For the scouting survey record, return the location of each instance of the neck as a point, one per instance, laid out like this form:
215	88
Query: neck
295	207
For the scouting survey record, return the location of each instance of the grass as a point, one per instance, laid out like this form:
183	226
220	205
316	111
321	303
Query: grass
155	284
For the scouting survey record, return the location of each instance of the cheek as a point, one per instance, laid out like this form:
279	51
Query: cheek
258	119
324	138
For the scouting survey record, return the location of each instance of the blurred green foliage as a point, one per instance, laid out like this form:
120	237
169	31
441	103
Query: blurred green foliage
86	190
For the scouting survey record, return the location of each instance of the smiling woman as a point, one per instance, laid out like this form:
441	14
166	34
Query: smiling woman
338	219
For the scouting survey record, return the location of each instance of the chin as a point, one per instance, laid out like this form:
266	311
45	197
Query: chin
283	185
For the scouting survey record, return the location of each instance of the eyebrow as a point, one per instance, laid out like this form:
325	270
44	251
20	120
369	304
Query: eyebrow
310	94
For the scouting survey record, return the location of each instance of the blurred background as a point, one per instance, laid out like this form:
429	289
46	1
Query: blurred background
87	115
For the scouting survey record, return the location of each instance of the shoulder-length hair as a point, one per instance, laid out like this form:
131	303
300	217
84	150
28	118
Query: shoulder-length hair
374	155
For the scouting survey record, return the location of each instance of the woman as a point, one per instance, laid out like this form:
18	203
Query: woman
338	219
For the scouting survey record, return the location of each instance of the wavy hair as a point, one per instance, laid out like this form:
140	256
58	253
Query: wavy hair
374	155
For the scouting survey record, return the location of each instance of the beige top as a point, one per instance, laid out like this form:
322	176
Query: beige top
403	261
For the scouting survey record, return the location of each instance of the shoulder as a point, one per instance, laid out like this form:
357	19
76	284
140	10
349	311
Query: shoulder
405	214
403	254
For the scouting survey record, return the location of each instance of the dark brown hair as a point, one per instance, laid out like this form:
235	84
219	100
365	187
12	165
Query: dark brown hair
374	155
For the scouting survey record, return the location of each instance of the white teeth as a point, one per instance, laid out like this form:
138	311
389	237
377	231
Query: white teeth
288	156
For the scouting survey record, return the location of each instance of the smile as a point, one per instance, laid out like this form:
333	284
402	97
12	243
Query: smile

________

§ Task to carry out: Take the lines from the one containing "the shoulder as" through the end of the records and write them out again with "dark brown hair" replaced by "black hair" and nothing else changed. Return only those lines.

§ Exercise solution:
For the scouting survey record, return the location of each instance of the shoulder as a point, one per instance, laid out like this form:
357	19
76	284
140	10
349	311
Query: shoulder
405	214
403	254
For the scouting survey record, return the location of each instance of the black hair as a point, one per instance, laid out like this form:
235	84
219	100
365	187
12	165
Query: black hair
374	155
For the scouting survey record, return the location of each instance of the white teeth as a point, one per instance, laid out like this form:
138	311
389	237
377	231
Query: white teeth
288	156
For the scouting survey record, return the location of each instance of the smile as a point, one per instance, laid out like this form:
333	284
402	97
12	243
Query: smile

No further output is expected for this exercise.